▸ STATED TASK 1
In the Power Query challenge text, swap "columns" for "fields" and write out the passage starting at "Split the data" and ending at "by capital letters.".
▸ STATED TASK 2
What is the ExcelBI Power Query challenge number given in the Power Query challenge text?

▸ DOCUMENT TEXT
● ● ● ●

Split the data into columns. If any field is having more than one word, different words are identified by capital letter separator. Ex. John Smith is written as JohnSmith Headers FromDate and ToDate are also go into result as From Date and To Date as they are also separated by capital letters.
📌 Challenge Details and Links
ExcelBI Power Query Challenge Number: 190
Challenge Difficulty: ⭐️⭐️⭐️
📥Download Sample File
📥Link to the solutions on LinkedIn
Solving the challenge of Split Data by Capital Letters with Power Query
Power Query solution 1 for Split Data by Capital Letters, proposed by Zoran Milokanović:
let
Source = Excel.CurrentWorkbook(){[Name = "Input"]}[Content],
H = {"Name", "Org", "City", "From Date", "To Date"},
S = Table.FromRows(
Table.TransformRows(
Source,
each List.TransformMany(
List.Skip(
Text.Split(
List.Accumulate(H, [Data], (s, c) => Text.Replace(s, Text.Remove(c, " ") & ":", ":")),
":"
)
),
each {Text.PositionOfAny(_, {"A" .. "Z"}, 2)},
(i, _) =>
let
p = List.Skip(_),
v = {List.Accumulate(p, i, (s, c) => Text.Insert(s, c + List.PositionOf(p, c), " ")), i}{
Number.From(Text.Length(i) = List.Count(_))
}
in
try Date.From(v) otherwise v
)
),
H
)
in
S
Power Query solution 2 for Split Data by Capital Letters, proposed by Kris Jaganah:
let
Source = Excel.CurrentWorkbook(){[Name = "Table1"]}[Content],
Proper = Table.TransformColumns(
Source,
{
"Data",
each Text.Trim(
Text.Combine(List.Transform(Text.ToList(_), each if Text.Lower(_) <> _ then " " & _ else _))
)

● ● ● ●

Stored data:
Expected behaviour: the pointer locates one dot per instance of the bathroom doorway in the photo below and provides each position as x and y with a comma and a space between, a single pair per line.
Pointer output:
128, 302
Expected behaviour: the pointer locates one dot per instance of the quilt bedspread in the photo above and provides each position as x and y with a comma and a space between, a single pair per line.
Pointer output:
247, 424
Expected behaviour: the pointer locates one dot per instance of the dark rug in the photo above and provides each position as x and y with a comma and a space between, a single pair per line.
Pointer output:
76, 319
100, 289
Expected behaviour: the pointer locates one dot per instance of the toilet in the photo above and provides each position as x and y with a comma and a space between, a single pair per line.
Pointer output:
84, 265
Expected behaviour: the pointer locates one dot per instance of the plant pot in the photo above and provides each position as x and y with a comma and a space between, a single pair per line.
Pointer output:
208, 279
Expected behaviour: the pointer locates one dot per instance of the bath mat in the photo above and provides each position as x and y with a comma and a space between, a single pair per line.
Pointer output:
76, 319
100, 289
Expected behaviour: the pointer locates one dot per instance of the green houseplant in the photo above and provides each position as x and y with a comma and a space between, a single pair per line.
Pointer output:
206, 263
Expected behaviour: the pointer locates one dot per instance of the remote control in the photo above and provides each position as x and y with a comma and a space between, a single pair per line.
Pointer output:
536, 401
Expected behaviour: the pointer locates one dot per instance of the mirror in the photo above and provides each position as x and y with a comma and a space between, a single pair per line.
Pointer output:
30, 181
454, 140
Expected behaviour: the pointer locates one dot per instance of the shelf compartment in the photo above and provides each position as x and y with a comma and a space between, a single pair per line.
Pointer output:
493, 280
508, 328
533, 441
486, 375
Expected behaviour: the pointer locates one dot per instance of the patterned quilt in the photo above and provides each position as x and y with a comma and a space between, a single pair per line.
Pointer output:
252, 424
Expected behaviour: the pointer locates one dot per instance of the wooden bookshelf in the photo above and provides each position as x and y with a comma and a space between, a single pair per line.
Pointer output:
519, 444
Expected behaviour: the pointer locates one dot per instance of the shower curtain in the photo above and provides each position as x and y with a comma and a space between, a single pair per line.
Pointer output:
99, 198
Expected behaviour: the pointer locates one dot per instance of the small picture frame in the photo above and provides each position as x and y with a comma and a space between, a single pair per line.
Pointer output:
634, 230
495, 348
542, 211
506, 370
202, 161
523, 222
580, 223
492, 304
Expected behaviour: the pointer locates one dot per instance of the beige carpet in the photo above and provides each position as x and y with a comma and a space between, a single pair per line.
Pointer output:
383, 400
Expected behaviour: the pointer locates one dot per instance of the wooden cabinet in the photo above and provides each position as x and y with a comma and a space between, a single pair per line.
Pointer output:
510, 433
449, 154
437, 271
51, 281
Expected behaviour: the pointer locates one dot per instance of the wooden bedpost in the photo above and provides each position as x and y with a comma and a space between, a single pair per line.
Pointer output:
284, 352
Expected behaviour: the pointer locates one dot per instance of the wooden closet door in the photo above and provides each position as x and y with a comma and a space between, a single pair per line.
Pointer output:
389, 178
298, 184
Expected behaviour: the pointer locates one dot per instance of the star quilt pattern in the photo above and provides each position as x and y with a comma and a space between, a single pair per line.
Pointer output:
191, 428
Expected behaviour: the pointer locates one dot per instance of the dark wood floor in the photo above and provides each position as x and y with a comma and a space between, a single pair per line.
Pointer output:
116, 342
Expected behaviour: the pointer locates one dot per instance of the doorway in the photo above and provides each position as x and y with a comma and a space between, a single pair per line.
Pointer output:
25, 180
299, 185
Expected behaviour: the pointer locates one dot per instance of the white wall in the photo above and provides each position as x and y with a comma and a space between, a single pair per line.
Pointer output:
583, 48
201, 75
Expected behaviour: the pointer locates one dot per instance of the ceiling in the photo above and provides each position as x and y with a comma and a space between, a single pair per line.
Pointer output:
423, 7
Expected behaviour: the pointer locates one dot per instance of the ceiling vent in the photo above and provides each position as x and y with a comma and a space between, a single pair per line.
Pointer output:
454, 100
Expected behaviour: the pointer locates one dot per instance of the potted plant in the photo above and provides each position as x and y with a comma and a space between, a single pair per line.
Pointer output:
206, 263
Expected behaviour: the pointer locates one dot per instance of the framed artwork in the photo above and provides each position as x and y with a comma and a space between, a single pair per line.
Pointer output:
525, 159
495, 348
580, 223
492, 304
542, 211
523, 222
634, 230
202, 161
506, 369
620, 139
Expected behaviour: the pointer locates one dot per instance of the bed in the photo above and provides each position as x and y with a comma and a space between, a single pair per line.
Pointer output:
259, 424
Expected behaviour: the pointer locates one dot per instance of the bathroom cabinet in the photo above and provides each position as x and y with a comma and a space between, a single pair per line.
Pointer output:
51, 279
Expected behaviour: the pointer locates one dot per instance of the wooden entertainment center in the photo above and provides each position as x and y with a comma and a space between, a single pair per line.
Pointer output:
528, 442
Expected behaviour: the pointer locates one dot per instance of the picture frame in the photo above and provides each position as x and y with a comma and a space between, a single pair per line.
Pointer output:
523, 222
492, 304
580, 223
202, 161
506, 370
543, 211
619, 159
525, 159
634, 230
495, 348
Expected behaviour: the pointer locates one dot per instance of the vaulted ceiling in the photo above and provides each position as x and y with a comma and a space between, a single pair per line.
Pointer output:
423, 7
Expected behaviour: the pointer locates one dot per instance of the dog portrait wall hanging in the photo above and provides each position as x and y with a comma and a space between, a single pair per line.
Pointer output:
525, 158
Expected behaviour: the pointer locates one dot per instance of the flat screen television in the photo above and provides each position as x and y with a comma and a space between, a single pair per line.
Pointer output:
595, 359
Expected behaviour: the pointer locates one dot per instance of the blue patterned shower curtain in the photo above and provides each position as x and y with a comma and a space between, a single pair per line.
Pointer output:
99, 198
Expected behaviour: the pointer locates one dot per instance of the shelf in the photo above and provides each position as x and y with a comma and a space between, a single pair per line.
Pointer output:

● ● ● ●

▸ EXERCISE RESULT 1
Split the data into fields. If any field is having more than one word, different words are identified by capital letter separator. Ex. John Smith is written as JohnSmith Headers FromDate and ToDate are also go into result as From Date and To Date as they are also separated by capital letters.

▸ EXERCISE RESULT 2
190